◆ WHAT TO PRODUCE:
Pick out every line in the records that contains the string "batting" and copy each of those lines.

◆ MATERIAL FOR THIS TASK:
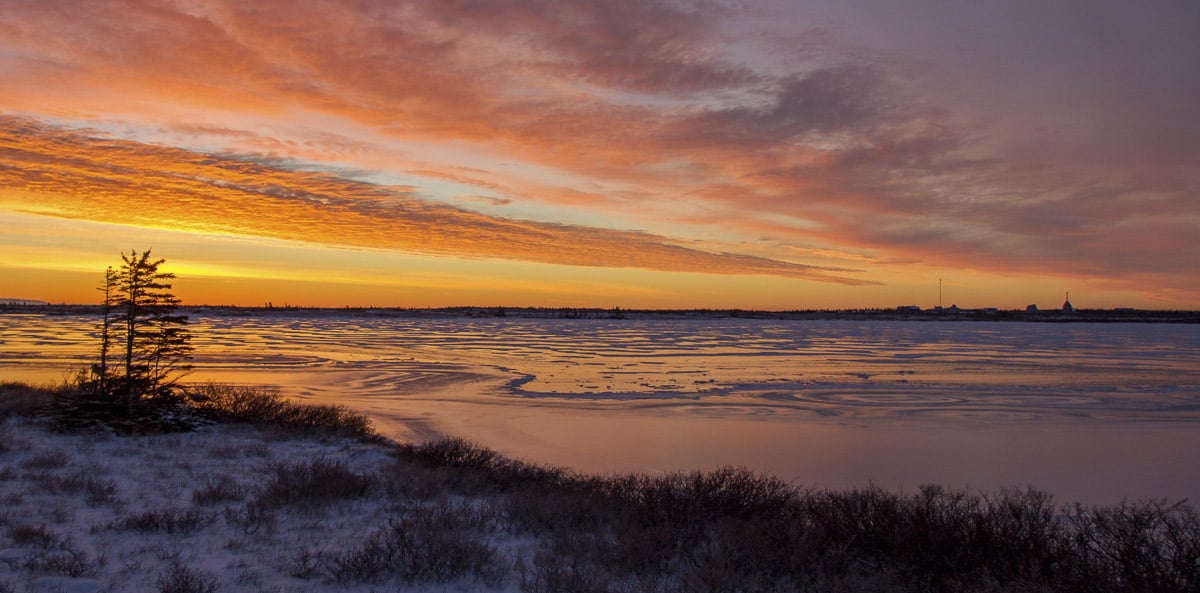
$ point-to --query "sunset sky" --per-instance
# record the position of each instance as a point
(759, 154)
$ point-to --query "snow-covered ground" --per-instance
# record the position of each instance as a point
(197, 513)
(1091, 412)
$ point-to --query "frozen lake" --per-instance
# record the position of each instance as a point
(1090, 412)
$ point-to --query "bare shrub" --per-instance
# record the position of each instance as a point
(472, 468)
(174, 521)
(562, 574)
(219, 490)
(181, 579)
(252, 519)
(97, 490)
(23, 400)
(435, 545)
(1135, 546)
(315, 483)
(47, 460)
(264, 407)
(52, 552)
(33, 535)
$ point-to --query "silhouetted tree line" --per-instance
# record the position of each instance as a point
(144, 343)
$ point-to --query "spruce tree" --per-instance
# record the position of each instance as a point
(139, 317)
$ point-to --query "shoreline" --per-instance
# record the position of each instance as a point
(235, 507)
(863, 315)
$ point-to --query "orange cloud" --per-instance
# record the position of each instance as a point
(652, 114)
(77, 175)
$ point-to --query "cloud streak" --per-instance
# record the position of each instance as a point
(112, 180)
(1037, 141)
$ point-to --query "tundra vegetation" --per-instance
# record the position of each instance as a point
(324, 503)
(127, 479)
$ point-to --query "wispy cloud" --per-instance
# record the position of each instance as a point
(1068, 153)
(112, 180)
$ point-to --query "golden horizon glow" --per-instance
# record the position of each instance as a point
(634, 154)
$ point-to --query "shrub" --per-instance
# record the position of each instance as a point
(431, 545)
(264, 407)
(180, 579)
(23, 400)
(174, 521)
(51, 552)
(219, 490)
(315, 483)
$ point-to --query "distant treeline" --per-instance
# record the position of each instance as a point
(899, 313)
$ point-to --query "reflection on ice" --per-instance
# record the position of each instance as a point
(1087, 411)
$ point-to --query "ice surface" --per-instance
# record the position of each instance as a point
(1091, 412)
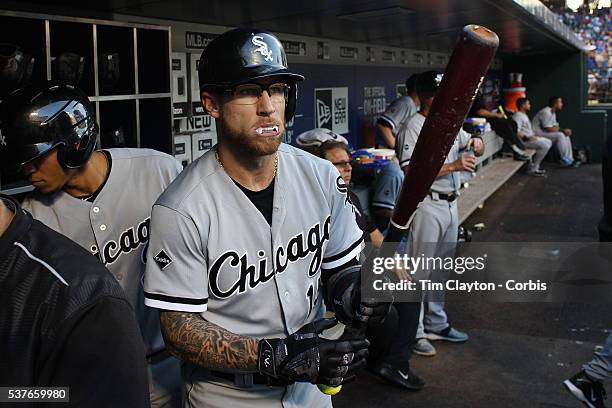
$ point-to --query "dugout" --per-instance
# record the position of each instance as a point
(355, 56)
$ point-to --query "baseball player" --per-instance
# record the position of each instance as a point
(397, 114)
(545, 125)
(58, 305)
(246, 238)
(529, 138)
(100, 199)
(434, 229)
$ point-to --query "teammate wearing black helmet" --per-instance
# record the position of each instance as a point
(100, 199)
(244, 240)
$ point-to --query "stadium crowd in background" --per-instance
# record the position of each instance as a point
(594, 27)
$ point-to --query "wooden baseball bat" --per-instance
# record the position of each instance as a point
(463, 76)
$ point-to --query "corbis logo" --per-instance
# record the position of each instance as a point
(262, 47)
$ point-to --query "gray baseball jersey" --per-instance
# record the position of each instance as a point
(388, 186)
(543, 119)
(407, 138)
(213, 252)
(523, 123)
(398, 113)
(115, 227)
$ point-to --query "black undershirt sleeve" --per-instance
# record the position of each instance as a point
(263, 199)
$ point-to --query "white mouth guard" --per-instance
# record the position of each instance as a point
(267, 129)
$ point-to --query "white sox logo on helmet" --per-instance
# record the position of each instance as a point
(262, 47)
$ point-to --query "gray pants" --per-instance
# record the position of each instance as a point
(600, 367)
(541, 145)
(165, 383)
(562, 143)
(203, 391)
(433, 233)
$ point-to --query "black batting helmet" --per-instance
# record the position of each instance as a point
(243, 54)
(36, 119)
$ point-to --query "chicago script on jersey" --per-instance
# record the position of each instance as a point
(250, 275)
(129, 240)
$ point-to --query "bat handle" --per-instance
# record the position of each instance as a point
(358, 331)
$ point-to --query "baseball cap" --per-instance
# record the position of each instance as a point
(317, 136)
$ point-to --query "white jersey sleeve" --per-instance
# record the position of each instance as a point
(399, 112)
(345, 237)
(407, 138)
(176, 274)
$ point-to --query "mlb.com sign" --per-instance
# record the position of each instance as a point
(331, 109)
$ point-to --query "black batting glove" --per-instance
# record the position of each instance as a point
(304, 356)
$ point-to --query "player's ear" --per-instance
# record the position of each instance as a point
(210, 103)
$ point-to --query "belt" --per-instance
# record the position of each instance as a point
(158, 356)
(247, 380)
(441, 196)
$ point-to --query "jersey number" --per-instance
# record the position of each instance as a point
(310, 298)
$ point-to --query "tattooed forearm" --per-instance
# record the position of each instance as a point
(192, 339)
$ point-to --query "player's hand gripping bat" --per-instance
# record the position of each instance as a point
(463, 75)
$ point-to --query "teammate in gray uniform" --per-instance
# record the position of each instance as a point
(100, 199)
(243, 239)
(398, 113)
(545, 125)
(433, 231)
(531, 141)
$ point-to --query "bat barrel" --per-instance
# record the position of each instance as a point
(463, 75)
(480, 35)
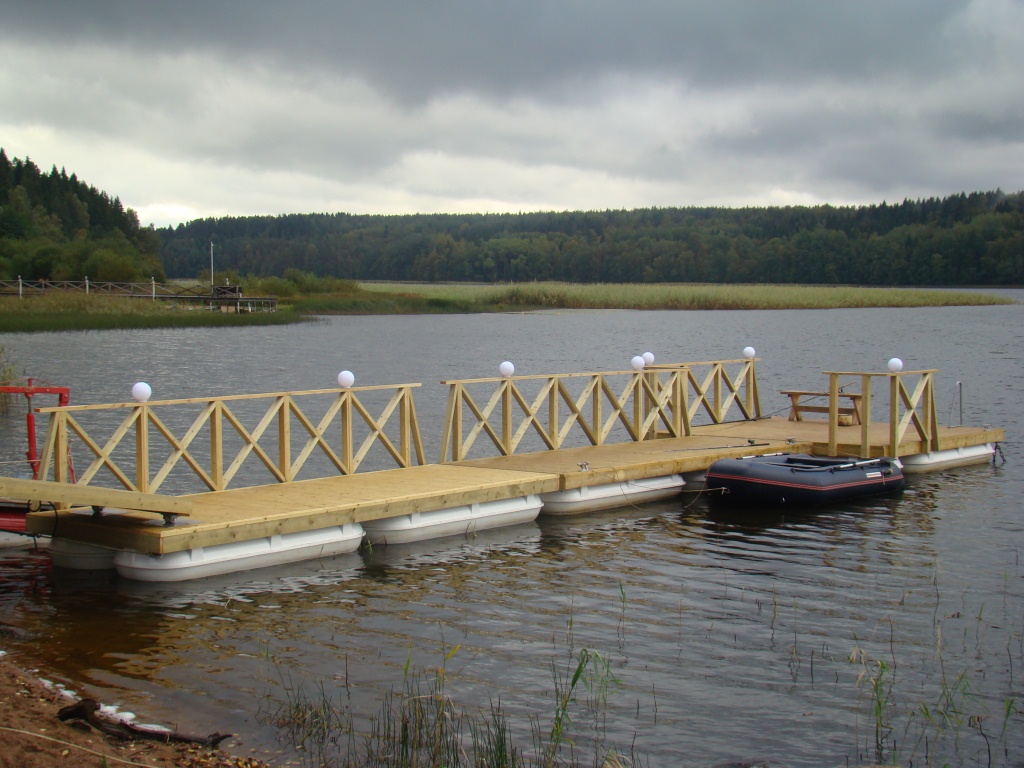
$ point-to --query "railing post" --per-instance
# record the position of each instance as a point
(404, 426)
(895, 385)
(450, 433)
(216, 445)
(346, 431)
(753, 395)
(60, 450)
(865, 416)
(931, 416)
(142, 449)
(833, 414)
(507, 385)
(285, 437)
(719, 373)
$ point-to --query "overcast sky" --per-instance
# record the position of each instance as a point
(187, 110)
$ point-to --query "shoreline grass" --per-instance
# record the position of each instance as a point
(301, 298)
(685, 296)
(73, 311)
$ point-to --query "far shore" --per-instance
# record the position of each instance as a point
(317, 296)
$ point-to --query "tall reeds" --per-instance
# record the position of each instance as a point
(683, 296)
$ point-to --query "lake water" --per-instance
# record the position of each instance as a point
(812, 639)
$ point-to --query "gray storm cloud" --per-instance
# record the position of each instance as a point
(188, 110)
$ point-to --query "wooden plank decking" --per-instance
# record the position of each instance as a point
(224, 516)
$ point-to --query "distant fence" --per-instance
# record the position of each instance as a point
(214, 296)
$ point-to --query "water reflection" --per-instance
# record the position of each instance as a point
(730, 637)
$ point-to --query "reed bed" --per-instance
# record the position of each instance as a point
(666, 296)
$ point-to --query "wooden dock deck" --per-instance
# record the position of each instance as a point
(656, 414)
(225, 516)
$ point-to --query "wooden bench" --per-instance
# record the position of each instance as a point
(799, 404)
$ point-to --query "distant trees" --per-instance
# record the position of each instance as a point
(976, 239)
(53, 226)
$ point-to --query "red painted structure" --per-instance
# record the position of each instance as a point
(12, 512)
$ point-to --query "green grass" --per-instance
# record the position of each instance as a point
(302, 295)
(664, 296)
(71, 311)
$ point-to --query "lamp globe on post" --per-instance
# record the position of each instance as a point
(140, 391)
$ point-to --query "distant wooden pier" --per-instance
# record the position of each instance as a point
(502, 437)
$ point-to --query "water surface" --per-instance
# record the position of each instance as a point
(728, 637)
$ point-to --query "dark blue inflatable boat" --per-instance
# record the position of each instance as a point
(802, 479)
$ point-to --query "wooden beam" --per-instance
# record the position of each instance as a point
(66, 493)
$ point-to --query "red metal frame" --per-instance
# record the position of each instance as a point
(30, 390)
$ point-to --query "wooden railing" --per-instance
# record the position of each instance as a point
(906, 408)
(717, 391)
(142, 450)
(653, 402)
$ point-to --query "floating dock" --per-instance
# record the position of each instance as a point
(654, 410)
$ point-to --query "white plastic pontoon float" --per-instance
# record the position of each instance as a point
(205, 561)
(611, 495)
(460, 520)
(949, 458)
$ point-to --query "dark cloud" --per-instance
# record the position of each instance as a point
(272, 107)
(416, 49)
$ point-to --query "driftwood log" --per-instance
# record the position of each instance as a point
(87, 711)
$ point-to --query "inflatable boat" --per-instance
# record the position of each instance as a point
(802, 479)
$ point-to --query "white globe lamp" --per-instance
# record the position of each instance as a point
(141, 391)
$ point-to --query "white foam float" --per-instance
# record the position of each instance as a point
(948, 458)
(227, 558)
(461, 520)
(611, 495)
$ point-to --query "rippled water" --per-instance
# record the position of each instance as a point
(728, 638)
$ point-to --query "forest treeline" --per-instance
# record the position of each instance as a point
(967, 239)
(54, 226)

◆ EXERCISE RESULT:
$ point-to --query "black batting helmet" --per-instance
$ point-to --query "black batting glove" --per-instance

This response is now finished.